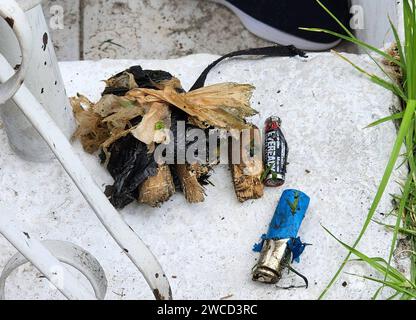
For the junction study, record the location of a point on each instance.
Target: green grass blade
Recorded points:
(358, 43)
(404, 127)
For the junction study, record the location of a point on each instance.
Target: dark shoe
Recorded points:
(279, 20)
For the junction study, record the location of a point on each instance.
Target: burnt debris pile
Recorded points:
(142, 110)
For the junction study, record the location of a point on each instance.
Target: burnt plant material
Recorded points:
(130, 165)
(135, 77)
(91, 131)
(247, 174)
(137, 104)
(157, 189)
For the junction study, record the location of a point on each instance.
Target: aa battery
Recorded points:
(274, 258)
(275, 153)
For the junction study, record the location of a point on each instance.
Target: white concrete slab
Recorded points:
(206, 248)
(160, 29)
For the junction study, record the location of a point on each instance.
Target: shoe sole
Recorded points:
(266, 32)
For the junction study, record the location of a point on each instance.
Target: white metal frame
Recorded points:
(123, 234)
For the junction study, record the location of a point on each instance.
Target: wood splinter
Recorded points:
(157, 189)
(247, 174)
(192, 189)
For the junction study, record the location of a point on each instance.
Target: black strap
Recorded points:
(273, 51)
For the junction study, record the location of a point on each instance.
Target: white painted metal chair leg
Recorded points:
(43, 260)
(67, 253)
(127, 239)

###

WRITTEN PROBLEM:
Report how many lines of the entries above contain the word "white", counting only matches in the same case. Give the number alone.

OUTPUT FOR THIS EXERCISE:
3